[Natural-language object grounding data]
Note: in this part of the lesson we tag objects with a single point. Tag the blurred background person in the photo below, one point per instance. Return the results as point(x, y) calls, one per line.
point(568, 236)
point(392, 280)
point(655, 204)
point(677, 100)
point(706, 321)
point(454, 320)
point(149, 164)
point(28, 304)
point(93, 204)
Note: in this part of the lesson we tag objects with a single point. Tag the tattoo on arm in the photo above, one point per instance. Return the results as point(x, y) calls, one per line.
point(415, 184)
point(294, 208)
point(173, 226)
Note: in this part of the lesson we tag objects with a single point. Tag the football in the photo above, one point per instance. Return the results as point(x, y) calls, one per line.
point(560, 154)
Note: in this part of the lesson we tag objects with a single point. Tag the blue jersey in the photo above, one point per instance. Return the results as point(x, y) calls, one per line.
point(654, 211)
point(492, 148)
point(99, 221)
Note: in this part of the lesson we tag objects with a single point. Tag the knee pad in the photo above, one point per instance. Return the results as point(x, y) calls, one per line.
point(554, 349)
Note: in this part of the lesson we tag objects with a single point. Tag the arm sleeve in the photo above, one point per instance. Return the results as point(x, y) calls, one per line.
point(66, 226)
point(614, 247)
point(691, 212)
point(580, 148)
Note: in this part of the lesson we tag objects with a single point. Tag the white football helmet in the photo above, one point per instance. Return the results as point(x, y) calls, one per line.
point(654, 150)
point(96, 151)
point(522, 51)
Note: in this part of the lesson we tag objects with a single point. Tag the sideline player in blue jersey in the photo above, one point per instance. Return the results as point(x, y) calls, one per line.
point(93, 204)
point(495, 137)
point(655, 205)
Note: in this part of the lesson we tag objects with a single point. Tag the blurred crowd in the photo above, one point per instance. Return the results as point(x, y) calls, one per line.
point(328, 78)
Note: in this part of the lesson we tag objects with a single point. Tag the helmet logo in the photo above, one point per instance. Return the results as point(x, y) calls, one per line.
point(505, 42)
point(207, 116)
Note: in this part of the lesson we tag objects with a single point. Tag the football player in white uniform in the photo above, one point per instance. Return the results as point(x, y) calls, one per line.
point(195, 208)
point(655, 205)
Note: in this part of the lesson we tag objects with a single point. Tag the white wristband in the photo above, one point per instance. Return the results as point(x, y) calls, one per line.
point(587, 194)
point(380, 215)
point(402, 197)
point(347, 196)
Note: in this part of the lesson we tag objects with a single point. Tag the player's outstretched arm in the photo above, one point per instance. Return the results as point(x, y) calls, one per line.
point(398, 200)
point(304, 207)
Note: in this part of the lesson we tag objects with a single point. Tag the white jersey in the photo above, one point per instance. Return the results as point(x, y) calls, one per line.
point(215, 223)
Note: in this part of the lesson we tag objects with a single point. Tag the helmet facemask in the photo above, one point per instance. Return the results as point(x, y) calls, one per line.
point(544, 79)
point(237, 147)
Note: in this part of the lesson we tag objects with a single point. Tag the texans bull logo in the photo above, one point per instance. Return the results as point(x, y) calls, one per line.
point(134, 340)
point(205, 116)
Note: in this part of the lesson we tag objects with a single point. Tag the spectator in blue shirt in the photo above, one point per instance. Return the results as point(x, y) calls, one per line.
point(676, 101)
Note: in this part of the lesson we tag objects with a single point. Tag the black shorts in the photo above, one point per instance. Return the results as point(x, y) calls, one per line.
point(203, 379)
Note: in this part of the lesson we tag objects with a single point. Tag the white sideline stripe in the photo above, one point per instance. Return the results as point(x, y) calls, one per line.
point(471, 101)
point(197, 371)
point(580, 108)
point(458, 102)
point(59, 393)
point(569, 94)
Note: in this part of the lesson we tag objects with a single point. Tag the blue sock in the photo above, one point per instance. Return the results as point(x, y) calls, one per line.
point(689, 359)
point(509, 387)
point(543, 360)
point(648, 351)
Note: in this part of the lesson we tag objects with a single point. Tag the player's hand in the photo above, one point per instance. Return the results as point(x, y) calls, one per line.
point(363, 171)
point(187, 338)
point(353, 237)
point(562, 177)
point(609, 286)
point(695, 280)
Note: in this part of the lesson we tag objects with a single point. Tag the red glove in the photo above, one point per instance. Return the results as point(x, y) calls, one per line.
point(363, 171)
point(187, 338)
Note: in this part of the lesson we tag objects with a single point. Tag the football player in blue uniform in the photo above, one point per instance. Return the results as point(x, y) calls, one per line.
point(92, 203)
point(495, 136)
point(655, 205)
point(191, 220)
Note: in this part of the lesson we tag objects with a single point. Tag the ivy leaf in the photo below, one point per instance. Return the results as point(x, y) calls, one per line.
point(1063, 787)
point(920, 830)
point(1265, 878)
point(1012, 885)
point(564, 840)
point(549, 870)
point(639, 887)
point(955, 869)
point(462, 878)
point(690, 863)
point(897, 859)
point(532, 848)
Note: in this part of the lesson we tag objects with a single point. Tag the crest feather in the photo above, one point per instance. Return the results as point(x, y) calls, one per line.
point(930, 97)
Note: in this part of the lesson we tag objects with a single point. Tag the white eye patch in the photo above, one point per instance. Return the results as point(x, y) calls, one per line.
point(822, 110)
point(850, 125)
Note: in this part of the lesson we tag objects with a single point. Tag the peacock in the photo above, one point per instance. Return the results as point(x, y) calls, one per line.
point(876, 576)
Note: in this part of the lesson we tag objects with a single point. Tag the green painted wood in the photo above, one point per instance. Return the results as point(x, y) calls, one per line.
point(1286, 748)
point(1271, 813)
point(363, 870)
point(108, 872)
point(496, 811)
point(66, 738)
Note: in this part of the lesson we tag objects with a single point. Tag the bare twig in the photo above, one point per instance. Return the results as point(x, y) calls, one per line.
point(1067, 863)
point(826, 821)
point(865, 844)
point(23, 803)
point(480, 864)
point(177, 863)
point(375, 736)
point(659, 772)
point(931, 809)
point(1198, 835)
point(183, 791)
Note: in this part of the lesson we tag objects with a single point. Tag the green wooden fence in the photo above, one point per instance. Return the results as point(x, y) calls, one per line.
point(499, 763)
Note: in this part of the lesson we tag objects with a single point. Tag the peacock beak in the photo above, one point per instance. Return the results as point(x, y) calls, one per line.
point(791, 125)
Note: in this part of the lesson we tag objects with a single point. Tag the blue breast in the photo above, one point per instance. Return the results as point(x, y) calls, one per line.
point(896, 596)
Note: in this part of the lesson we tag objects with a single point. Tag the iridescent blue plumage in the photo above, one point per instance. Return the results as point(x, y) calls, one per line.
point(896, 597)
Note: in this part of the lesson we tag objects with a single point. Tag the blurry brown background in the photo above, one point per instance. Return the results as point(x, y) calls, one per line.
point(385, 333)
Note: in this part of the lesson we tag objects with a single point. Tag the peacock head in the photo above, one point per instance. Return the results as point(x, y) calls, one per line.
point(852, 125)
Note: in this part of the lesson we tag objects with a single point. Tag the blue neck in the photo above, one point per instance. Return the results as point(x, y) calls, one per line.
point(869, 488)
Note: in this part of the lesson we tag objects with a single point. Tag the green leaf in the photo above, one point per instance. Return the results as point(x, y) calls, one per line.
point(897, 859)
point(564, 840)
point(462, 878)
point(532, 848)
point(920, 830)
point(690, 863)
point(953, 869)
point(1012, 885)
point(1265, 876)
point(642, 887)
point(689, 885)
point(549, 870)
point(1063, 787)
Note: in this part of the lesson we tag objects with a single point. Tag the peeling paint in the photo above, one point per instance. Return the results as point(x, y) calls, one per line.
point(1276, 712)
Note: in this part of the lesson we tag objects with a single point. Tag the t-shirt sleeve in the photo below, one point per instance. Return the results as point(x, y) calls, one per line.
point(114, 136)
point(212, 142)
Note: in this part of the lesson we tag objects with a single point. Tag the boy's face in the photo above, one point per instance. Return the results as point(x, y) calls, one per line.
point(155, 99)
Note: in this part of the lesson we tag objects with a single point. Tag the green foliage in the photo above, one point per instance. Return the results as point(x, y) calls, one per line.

● **Task requirements**
With the line containing "the green leaf" as the first, output each line through the final line of the entries above, exactly.

● **Answer to this exercise**
Note: in this part of the lesson we tag objects with a single point. Tag the green leaf in the photo above, one point per instance. Return the results as point(x, y) calls, one per line.
point(897, 859)
point(564, 840)
point(462, 878)
point(532, 848)
point(920, 830)
point(690, 863)
point(953, 869)
point(1012, 885)
point(1265, 876)
point(642, 887)
point(689, 885)
point(549, 870)
point(1063, 787)
Note: in this part of the lesson we tag objects with a single point. Tag the peeling paint in the photo above, one point per instance. Return the results as point(x, y) calls, one per line.
point(1276, 712)
Note: in this part of the lesson we tag objects with a single point. Tag the t-shirt sleeve in the photo below, one point per instance. Return the results as point(x, y) calls, one per line.
point(114, 136)
point(212, 142)
Note: in this part of the lesson we tag objects with a single point. Tag the boy's face in the photo above, one point per instance. Return the results as point(x, y) calls, one per line.
point(155, 99)
Note: in this part of the lesson we tag objects with a single point. Tag the green foliage in the photo above, one point per instance. Return the results as point(x, y) calls, one per line.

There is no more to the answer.